---- TASK INPUT

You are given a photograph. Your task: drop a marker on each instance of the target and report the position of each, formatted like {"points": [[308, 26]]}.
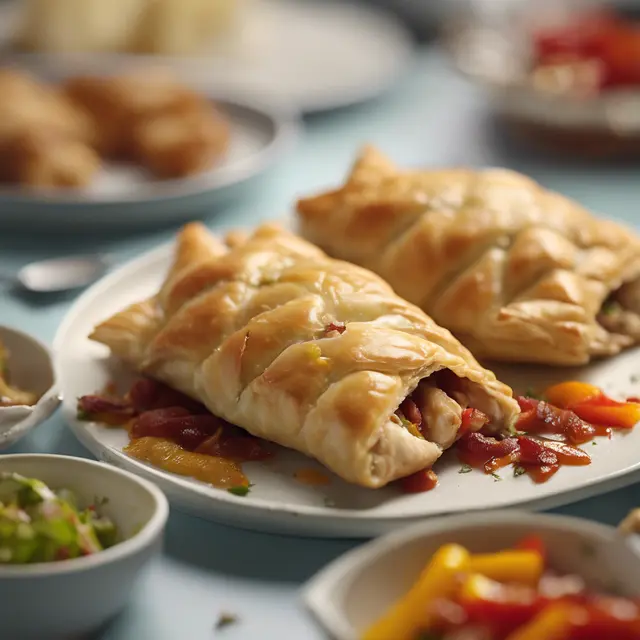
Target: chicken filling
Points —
{"points": [[443, 407], [620, 314]]}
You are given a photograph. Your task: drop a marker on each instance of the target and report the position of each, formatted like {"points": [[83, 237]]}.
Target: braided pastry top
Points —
{"points": [[517, 272], [306, 351]]}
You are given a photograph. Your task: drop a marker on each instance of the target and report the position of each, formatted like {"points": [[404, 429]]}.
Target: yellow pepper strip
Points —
{"points": [[625, 416], [479, 587], [554, 623], [411, 613], [523, 567], [568, 394]]}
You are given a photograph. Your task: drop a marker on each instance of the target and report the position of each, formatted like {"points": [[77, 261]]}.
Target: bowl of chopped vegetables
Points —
{"points": [[75, 535], [491, 576], [28, 390]]}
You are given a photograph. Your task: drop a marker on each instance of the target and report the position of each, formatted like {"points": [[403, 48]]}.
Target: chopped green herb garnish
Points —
{"points": [[241, 490], [532, 393], [226, 619], [610, 307]]}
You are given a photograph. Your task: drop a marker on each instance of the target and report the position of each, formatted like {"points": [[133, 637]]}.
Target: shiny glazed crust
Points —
{"points": [[517, 272], [243, 328]]}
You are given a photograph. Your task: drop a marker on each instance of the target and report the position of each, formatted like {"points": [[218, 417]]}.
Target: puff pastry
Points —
{"points": [[306, 351], [516, 272]]}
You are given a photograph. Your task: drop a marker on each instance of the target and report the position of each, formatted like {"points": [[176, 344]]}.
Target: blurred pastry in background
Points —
{"points": [[58, 136], [28, 103], [152, 119], [177, 145], [172, 27], [44, 158]]}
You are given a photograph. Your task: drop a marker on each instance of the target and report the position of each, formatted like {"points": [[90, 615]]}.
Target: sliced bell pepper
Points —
{"points": [[553, 623], [567, 395], [624, 415], [501, 607], [412, 612], [512, 565], [533, 543]]}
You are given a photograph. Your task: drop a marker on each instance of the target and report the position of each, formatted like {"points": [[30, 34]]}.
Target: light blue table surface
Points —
{"points": [[432, 117]]}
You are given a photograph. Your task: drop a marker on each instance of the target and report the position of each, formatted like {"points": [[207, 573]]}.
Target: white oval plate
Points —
{"points": [[278, 502], [31, 368], [348, 595], [312, 55], [126, 196]]}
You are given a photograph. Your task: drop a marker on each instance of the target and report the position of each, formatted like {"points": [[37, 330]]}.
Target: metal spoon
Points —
{"points": [[59, 274]]}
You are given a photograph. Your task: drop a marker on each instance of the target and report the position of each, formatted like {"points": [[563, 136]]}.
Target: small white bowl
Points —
{"points": [[70, 598], [31, 368], [350, 594]]}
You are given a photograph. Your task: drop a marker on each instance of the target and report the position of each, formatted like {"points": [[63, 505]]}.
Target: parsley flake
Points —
{"points": [[241, 490], [225, 619]]}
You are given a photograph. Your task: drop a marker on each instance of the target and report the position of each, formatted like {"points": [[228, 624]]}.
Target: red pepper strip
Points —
{"points": [[567, 454], [533, 543], [476, 449], [472, 420], [535, 453], [541, 417], [541, 474], [498, 463], [600, 624], [419, 482]]}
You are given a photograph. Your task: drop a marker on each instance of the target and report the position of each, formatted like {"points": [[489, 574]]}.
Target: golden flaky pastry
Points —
{"points": [[306, 351], [517, 272]]}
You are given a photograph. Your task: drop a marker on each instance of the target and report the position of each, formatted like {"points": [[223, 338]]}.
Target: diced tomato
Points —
{"points": [[147, 395], [419, 482], [411, 412], [239, 448], [177, 424]]}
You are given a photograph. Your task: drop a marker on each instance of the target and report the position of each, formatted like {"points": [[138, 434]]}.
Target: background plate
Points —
{"points": [[314, 55], [126, 196], [281, 504]]}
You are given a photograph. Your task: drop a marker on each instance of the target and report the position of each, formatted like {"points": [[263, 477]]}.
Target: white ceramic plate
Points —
{"points": [[348, 595], [312, 55], [126, 196], [278, 502], [31, 368]]}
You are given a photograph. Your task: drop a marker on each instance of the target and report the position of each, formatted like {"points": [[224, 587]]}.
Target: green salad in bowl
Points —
{"points": [[38, 524]]}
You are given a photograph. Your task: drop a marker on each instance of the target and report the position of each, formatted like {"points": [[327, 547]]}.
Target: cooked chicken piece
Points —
{"points": [[174, 146], [441, 415], [631, 524], [47, 159], [117, 104], [28, 103]]}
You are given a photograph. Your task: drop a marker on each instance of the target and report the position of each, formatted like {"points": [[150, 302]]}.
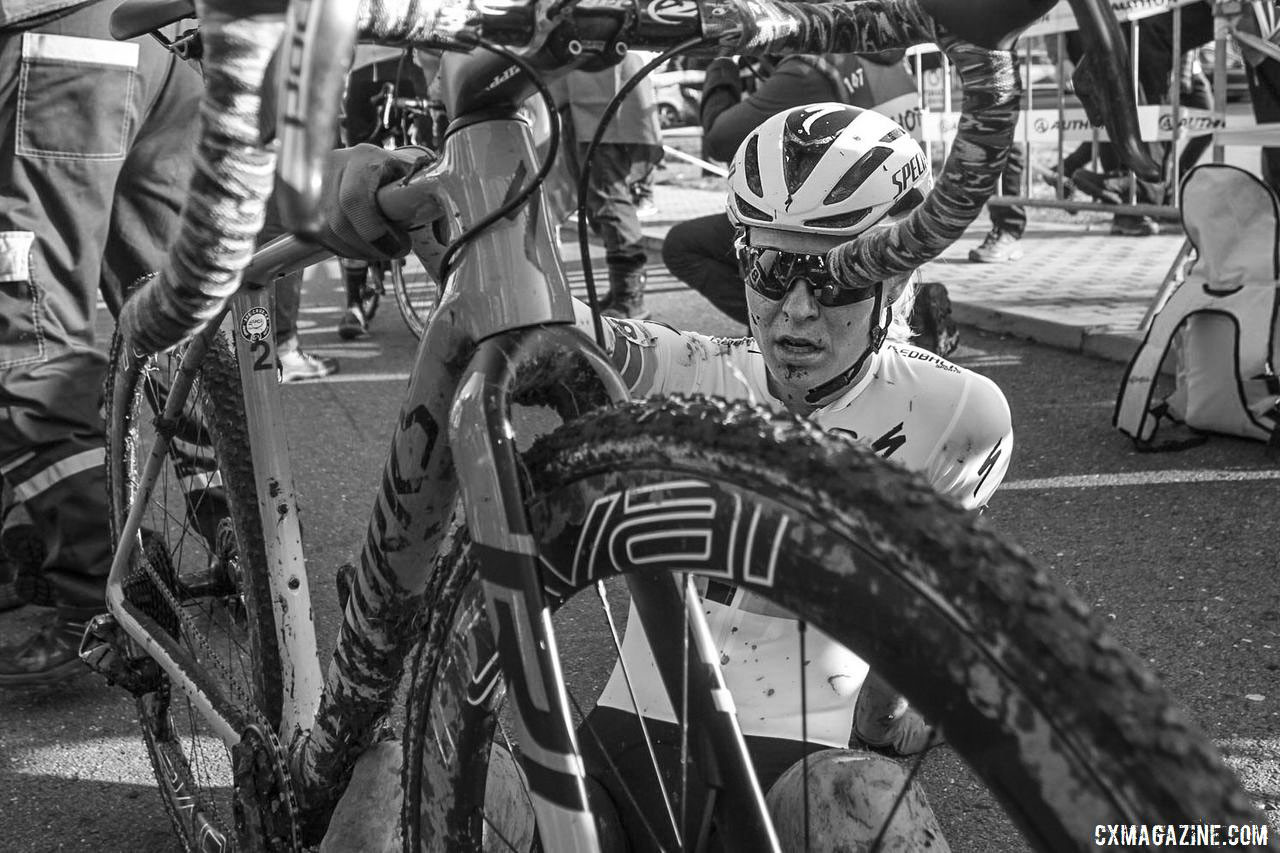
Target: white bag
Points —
{"points": [[1226, 311]]}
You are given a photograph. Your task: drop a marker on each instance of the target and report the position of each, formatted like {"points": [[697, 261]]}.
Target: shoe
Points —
{"points": [[625, 299], [997, 247], [297, 365], [882, 719], [9, 597], [50, 656], [352, 324], [21, 556], [1061, 186], [1110, 188], [1124, 226]]}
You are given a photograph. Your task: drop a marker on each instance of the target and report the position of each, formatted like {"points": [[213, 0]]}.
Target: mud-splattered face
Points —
{"points": [[804, 343]]}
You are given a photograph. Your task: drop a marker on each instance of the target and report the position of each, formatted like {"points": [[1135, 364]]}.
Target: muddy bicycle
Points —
{"points": [[474, 542]]}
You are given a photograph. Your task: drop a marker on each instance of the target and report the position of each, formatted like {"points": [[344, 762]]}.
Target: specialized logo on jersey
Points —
{"points": [[686, 524], [886, 445], [988, 465]]}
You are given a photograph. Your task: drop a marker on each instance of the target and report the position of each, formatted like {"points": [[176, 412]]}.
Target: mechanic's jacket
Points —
{"points": [[803, 78], [912, 407], [31, 12]]}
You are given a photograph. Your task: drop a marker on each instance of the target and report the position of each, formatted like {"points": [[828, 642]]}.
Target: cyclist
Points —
{"points": [[700, 251], [835, 354], [832, 352]]}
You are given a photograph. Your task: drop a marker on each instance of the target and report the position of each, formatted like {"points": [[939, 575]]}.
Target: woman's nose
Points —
{"points": [[799, 302]]}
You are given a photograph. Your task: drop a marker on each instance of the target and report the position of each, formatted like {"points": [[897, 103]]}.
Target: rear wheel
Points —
{"points": [[1063, 725], [200, 573], [416, 292]]}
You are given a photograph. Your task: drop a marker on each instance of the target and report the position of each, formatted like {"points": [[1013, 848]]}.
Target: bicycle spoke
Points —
{"points": [[640, 719]]}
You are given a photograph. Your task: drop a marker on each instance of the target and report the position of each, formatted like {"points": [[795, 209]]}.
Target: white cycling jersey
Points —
{"points": [[913, 407]]}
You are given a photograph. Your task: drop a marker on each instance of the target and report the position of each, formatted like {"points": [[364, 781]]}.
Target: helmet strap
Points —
{"points": [[880, 328]]}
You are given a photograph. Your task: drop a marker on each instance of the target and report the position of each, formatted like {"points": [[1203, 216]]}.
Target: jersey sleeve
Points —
{"points": [[973, 454]]}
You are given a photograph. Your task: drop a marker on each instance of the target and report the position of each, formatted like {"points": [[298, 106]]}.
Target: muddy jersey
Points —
{"points": [[912, 407]]}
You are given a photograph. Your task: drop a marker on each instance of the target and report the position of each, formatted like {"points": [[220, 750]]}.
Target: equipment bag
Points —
{"points": [[1226, 310]]}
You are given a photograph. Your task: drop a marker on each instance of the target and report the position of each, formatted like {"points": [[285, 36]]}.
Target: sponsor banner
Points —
{"points": [[1155, 123], [1060, 18]]}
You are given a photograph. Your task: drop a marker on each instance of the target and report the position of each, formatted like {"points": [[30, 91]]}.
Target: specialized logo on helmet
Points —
{"points": [[818, 124], [672, 12], [909, 173]]}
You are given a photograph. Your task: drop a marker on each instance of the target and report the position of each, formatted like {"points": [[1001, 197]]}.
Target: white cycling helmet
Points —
{"points": [[816, 176], [813, 177]]}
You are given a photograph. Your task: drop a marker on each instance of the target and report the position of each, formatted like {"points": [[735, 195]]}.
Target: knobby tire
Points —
{"points": [[1063, 724]]}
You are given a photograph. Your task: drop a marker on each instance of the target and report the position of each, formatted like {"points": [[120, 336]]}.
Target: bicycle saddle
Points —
{"points": [[135, 18]]}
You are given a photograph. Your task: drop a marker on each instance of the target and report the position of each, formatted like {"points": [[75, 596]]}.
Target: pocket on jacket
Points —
{"points": [[73, 96]]}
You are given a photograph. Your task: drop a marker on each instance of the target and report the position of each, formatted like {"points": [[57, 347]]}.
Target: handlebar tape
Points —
{"points": [[227, 201]]}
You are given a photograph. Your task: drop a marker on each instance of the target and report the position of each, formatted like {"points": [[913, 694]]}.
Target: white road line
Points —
{"points": [[1137, 478]]}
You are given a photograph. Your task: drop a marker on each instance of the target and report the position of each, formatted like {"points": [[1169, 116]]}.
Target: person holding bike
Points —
{"points": [[835, 352], [374, 68]]}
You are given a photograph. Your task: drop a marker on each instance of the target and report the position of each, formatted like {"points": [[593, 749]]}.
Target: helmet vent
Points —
{"points": [[841, 220], [749, 210], [752, 165], [858, 174]]}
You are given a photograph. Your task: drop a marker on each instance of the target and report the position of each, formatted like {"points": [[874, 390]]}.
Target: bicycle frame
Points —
{"points": [[453, 437]]}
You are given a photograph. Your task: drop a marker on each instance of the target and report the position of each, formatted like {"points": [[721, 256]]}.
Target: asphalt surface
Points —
{"points": [[1178, 551]]}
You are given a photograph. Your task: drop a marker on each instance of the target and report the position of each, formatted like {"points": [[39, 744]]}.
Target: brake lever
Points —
{"points": [[316, 54]]}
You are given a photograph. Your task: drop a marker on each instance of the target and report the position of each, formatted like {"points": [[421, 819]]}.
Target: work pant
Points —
{"points": [[92, 170], [609, 205], [1011, 219]]}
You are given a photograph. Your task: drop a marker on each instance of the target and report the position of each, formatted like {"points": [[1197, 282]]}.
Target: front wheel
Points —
{"points": [[1064, 728]]}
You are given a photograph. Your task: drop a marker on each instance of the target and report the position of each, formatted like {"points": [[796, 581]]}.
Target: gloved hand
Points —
{"points": [[353, 224], [722, 89]]}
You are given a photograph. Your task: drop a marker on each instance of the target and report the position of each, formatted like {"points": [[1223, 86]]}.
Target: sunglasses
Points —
{"points": [[772, 273]]}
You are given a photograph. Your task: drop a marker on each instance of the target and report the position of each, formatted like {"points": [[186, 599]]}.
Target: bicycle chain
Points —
{"points": [[284, 801]]}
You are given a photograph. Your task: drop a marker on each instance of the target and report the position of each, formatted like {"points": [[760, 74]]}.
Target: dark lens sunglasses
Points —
{"points": [[772, 273]]}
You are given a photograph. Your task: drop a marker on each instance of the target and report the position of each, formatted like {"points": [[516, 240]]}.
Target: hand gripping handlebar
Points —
{"points": [[234, 170]]}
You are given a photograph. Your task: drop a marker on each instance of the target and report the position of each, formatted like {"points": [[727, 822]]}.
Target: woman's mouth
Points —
{"points": [[795, 347]]}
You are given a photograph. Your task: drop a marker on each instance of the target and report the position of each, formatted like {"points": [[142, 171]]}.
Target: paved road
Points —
{"points": [[1178, 551]]}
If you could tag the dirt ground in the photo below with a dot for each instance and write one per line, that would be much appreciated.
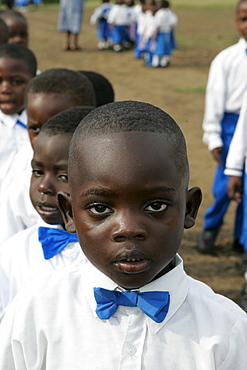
(179, 89)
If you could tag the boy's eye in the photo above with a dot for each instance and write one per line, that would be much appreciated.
(64, 178)
(37, 173)
(156, 206)
(99, 209)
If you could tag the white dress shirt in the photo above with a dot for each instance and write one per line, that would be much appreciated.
(16, 210)
(12, 137)
(237, 154)
(52, 324)
(164, 20)
(118, 15)
(227, 83)
(21, 259)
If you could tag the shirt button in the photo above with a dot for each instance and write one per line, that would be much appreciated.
(131, 350)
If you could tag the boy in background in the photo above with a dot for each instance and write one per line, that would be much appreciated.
(44, 245)
(4, 32)
(226, 86)
(17, 67)
(17, 25)
(132, 305)
(49, 93)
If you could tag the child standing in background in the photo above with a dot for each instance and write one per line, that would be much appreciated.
(49, 93)
(46, 245)
(99, 18)
(17, 25)
(236, 169)
(226, 86)
(4, 32)
(118, 21)
(17, 67)
(70, 18)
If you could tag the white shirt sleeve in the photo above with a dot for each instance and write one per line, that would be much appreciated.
(238, 147)
(214, 103)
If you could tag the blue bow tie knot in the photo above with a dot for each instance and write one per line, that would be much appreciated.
(154, 304)
(54, 240)
(18, 122)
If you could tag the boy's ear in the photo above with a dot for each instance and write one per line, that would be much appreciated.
(64, 205)
(194, 199)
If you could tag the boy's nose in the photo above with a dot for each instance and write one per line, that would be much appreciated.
(129, 227)
(5, 87)
(45, 186)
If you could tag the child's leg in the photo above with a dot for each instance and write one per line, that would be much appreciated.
(213, 218)
(67, 45)
(74, 45)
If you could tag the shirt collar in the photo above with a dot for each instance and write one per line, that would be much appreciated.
(175, 281)
(243, 43)
(10, 120)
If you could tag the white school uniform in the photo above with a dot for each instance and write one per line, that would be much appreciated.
(237, 155)
(16, 211)
(118, 15)
(226, 86)
(12, 137)
(52, 324)
(21, 259)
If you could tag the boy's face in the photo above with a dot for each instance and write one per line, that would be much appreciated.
(14, 78)
(130, 205)
(42, 106)
(242, 19)
(17, 31)
(49, 175)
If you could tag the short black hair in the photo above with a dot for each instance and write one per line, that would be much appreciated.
(65, 122)
(4, 32)
(20, 52)
(102, 87)
(63, 81)
(130, 116)
(10, 13)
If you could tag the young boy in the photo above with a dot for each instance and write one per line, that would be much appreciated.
(41, 247)
(17, 25)
(129, 203)
(17, 67)
(49, 93)
(99, 18)
(224, 95)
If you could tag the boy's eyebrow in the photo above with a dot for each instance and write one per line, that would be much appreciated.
(107, 192)
(56, 166)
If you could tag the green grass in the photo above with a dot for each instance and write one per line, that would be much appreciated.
(190, 89)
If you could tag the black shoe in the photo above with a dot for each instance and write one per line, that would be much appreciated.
(243, 297)
(237, 247)
(207, 239)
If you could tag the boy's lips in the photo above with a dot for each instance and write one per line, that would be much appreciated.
(46, 209)
(132, 264)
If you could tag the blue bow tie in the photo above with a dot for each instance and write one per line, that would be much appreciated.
(153, 304)
(21, 124)
(54, 240)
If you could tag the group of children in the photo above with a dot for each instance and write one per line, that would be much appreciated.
(96, 281)
(148, 26)
(225, 112)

--------

● GOAL
Your task is to output exactly the lines running from the one with "If you could tag the boy's face" through the final line of the material above, with both ends included.

● REPLY
If you could tag the boy's face in the photo above with a dot for each instance and write one per line, that would be much appreciated.
(14, 78)
(130, 205)
(42, 106)
(242, 19)
(17, 31)
(49, 175)
If you could tag the short black hair in the photo above with a dot for each instance and write one per line, that would be much appreciated.
(65, 122)
(4, 32)
(20, 52)
(102, 87)
(63, 81)
(130, 116)
(10, 13)
If you could tag the young boy in the photo above with a dot for each instance and write one per line, that would be much appreciated.
(41, 247)
(17, 25)
(129, 203)
(17, 67)
(49, 93)
(99, 18)
(224, 95)
If you could tag the boy's eyebrow in the photo above with a dot for each instance and write one per line, that would be much appreciated.
(107, 192)
(56, 166)
If you could tag the green grass in the photo above with a dot for each instance and write one per line, that would be much appreciated.
(190, 89)
If you could tag the black shoe in the photo above with a dot for each instance and write one per line, that would be much appreciated.
(243, 297)
(237, 247)
(207, 239)
If you could tag the boy's lips in the photo above with a dot for each instance and write one per line, that would be much appreciated.
(46, 209)
(132, 264)
If you could tag the blue bow tie in the photo above with a dot for each instance and write one per line, that would be much appreciated.
(153, 304)
(21, 124)
(54, 240)
If you could tag the group of children in the photo above with a dot for each instance and write one per line, that would be much appreciated.
(96, 281)
(148, 26)
(225, 112)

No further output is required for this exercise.